**WRITTEN PROBLEM:** Count the lines in the items below that contain the string "hand", matching case exactly. Reply with only the number.

** START OF SUPPLIED RECORDS **

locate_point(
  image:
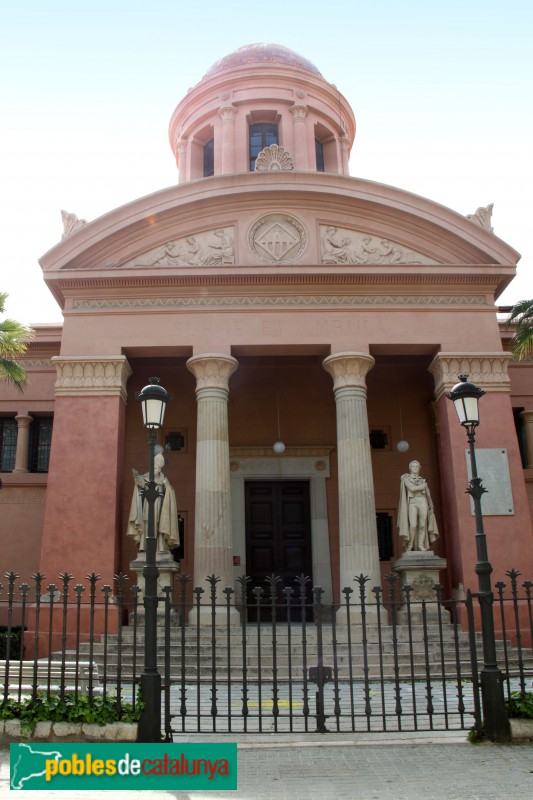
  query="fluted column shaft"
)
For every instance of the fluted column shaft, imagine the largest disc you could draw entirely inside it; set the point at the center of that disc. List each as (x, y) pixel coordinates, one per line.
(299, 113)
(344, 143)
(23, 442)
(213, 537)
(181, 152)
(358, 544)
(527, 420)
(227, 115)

** END OF SUPPLIED RECORDS **
** START OF SUPPLIED RECORDS **

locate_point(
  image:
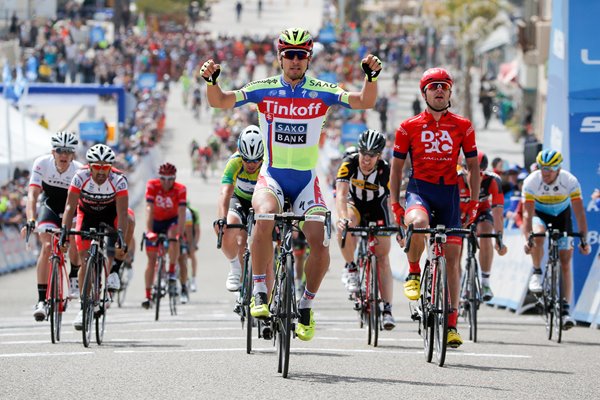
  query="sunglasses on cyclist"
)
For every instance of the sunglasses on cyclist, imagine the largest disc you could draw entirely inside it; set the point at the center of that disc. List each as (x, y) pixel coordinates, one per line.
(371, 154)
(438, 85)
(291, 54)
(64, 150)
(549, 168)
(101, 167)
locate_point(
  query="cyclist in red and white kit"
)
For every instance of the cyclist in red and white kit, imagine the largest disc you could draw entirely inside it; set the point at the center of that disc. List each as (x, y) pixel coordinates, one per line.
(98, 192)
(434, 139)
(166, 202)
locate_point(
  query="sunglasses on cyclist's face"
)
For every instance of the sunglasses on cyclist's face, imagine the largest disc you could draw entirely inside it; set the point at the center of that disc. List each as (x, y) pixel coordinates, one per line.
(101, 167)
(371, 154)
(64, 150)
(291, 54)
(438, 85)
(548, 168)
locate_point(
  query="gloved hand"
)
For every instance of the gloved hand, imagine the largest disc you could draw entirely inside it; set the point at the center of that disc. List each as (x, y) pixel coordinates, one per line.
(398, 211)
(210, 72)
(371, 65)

** END OF SUPPLIED RECORDS **

**TASK ANSWER:** 2